TASK DESCRIPTION
Write out the entries below exactly, but only from the line containing "Target: green field" through the line containing "bench slat in", and without the pictures.

AVAILABLE DATA
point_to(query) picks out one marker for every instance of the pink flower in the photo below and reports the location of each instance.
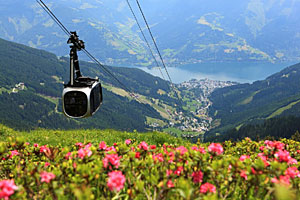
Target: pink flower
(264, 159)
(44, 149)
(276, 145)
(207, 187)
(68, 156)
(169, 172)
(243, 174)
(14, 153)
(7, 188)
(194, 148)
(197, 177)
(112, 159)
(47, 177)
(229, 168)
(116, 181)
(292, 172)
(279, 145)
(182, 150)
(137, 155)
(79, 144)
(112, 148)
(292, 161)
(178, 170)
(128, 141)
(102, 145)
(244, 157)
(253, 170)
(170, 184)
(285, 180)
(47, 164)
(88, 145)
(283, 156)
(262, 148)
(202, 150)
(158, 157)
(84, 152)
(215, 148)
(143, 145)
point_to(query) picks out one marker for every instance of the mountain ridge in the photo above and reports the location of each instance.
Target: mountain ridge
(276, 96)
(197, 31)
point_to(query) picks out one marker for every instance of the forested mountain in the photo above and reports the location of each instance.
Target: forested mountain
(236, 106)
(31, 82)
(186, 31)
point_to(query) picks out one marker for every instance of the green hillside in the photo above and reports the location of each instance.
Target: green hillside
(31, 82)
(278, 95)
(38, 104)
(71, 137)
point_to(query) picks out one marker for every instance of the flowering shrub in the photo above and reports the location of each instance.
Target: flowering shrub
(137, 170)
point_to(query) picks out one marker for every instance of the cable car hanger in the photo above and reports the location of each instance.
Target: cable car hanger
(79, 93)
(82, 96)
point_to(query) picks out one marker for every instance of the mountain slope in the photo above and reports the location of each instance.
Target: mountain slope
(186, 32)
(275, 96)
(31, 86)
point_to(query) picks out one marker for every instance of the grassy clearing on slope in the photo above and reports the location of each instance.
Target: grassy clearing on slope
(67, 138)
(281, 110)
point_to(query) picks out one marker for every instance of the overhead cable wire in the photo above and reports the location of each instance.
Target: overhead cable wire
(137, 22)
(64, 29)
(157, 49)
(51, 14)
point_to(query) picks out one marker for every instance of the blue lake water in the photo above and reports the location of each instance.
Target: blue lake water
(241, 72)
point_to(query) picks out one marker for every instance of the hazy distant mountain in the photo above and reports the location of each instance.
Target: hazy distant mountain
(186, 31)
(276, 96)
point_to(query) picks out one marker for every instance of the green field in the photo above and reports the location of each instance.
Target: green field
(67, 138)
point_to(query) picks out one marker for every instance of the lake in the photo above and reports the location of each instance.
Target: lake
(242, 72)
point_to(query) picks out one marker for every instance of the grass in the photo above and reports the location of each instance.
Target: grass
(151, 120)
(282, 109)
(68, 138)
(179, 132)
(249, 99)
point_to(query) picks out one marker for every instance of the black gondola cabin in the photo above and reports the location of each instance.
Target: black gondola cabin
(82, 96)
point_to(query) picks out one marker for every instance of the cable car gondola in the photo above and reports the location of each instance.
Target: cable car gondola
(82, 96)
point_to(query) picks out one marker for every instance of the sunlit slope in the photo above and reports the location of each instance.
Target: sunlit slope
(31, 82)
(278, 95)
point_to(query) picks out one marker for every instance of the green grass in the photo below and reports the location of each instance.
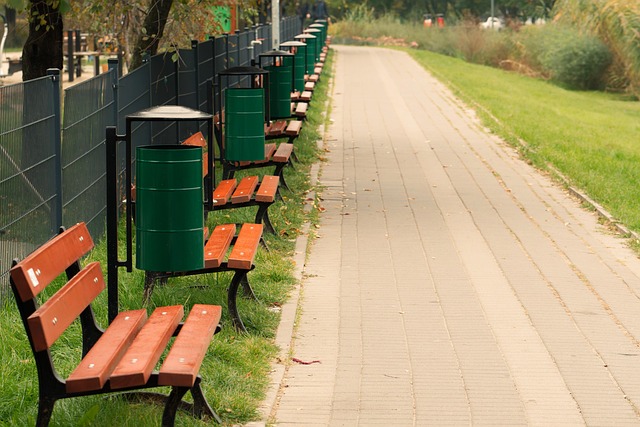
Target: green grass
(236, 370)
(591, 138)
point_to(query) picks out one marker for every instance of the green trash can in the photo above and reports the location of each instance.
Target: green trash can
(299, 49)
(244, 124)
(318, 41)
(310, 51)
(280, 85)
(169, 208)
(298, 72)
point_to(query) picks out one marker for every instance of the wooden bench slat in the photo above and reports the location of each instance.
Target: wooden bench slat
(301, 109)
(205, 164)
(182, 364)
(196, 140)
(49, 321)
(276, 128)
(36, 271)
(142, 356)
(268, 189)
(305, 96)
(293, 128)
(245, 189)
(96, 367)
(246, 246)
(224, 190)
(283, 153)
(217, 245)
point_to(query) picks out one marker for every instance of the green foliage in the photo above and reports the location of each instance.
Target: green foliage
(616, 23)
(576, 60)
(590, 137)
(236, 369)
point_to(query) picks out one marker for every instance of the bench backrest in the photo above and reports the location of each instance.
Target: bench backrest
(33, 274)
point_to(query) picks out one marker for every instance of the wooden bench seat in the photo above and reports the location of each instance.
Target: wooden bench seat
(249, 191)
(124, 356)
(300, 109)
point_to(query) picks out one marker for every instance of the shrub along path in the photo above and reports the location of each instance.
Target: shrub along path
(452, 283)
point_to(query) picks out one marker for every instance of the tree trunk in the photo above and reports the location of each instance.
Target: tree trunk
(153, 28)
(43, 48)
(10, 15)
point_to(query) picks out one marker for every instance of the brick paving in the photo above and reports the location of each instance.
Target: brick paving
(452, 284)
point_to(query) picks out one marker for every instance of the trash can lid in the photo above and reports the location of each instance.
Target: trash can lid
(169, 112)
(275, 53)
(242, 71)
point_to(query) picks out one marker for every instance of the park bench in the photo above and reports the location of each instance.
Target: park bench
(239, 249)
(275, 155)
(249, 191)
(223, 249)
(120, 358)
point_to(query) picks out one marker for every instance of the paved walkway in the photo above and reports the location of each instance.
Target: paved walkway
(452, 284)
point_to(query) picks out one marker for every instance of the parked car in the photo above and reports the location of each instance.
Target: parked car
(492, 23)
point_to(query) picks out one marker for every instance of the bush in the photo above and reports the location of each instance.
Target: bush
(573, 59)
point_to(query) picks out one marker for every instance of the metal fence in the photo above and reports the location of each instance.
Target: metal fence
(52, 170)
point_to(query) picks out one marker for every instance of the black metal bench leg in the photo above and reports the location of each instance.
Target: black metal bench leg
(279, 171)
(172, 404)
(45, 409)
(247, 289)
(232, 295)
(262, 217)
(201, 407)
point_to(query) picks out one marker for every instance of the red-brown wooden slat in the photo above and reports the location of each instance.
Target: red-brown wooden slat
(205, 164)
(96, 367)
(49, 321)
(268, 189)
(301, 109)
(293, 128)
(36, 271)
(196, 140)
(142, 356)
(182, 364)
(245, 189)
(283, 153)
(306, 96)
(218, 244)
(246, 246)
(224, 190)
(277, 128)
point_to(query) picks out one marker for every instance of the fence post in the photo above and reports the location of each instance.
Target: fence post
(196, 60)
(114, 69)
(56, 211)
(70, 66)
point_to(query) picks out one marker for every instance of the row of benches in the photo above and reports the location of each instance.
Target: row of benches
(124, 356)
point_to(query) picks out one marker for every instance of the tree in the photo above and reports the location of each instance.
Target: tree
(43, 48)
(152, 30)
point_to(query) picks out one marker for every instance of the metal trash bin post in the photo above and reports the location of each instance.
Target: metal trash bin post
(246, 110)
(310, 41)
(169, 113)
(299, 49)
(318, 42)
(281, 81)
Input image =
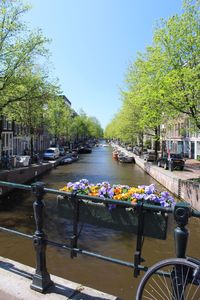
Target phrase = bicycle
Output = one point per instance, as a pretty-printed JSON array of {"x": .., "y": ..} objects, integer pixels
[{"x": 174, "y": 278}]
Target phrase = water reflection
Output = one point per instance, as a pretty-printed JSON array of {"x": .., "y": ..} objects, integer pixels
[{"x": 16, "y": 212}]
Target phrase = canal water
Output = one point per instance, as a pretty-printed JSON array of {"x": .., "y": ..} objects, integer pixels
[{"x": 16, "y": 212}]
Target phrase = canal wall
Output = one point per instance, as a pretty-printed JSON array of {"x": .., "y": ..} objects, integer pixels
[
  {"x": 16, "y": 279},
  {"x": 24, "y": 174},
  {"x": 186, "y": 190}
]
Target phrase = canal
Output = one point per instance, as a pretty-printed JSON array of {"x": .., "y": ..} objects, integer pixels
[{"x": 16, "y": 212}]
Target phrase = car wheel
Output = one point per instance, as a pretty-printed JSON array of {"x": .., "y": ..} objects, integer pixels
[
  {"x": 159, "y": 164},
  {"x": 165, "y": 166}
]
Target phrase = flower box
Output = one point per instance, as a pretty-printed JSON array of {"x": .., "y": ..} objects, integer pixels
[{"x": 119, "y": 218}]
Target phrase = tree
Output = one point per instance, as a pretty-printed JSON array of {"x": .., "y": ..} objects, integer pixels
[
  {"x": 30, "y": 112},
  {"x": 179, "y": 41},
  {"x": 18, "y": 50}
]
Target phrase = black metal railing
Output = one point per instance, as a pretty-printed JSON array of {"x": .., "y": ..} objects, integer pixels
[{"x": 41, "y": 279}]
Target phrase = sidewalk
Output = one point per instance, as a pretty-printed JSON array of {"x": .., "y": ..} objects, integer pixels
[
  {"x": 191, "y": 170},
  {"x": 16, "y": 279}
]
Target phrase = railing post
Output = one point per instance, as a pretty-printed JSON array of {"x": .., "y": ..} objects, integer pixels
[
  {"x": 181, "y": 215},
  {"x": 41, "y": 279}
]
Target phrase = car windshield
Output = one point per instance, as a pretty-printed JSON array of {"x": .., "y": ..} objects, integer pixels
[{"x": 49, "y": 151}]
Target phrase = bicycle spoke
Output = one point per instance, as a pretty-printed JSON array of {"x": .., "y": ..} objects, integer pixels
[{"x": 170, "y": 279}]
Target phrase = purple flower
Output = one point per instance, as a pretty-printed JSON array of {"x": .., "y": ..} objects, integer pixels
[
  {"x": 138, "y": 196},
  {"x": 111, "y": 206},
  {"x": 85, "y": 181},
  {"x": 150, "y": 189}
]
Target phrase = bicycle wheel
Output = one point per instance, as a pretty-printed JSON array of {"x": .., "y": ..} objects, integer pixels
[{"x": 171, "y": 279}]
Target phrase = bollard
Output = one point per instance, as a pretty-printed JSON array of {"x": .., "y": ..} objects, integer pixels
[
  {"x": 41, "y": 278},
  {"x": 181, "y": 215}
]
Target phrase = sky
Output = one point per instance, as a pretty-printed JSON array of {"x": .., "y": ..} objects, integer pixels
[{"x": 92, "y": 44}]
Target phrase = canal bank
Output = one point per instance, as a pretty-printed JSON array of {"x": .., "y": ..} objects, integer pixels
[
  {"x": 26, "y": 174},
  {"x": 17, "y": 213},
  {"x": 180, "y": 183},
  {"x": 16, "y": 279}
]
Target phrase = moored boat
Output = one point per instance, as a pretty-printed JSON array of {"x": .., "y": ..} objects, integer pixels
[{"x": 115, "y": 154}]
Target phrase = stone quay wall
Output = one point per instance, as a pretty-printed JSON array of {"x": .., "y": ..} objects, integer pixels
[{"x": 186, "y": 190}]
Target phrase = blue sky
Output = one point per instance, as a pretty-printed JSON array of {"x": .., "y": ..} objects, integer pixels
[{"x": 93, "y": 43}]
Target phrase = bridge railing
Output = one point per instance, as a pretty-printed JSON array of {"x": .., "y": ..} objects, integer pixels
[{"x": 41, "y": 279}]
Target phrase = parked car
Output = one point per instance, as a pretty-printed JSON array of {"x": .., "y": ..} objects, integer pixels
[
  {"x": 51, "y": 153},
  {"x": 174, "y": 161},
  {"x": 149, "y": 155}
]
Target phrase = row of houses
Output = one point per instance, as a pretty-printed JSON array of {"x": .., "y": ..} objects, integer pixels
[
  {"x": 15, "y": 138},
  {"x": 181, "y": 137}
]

OUTPUT FOR THIS TASK
Target: green field
(67, 138)
point_to(query) picks out one marker for every instance of the lake in the photo above and reports the location of each instance.
Target: lake
(242, 72)
point_to(query) picks out one marker for every instance of the grass in the photo above and reports the location of each instance.
Target: grass
(151, 120)
(282, 109)
(68, 138)
(179, 132)
(249, 99)
point_to(query) picks out one marker for every instance of the black gondola cabin in the photo above and reports the location of each instance.
Target: black gondola cabin
(82, 96)
point_to(query) picks out one marker for every instance of the cable car gondola in the photo above and reports the location of each instance.
Target: cable car gondola
(82, 96)
point_to(query) picks out one marker for every instance of the sunlit slope in the photo above and reports the location of each instance.
Target: sunlit slope
(31, 82)
(278, 95)
point_to(query) picks out one marker for every instance of the green grass in the photo below and reports the location of each instance.
Target: green grass
(236, 370)
(591, 138)
point_to(query) picks out one marker for every instance of the green trash can in the photo above and reports the location of each instance.
Target: green trash can
(299, 49)
(244, 124)
(318, 41)
(310, 51)
(280, 85)
(169, 208)
(298, 72)
point_to(query) picks out one marker for every instance of the wooden bench slat in the photo above and reports the location of each instance.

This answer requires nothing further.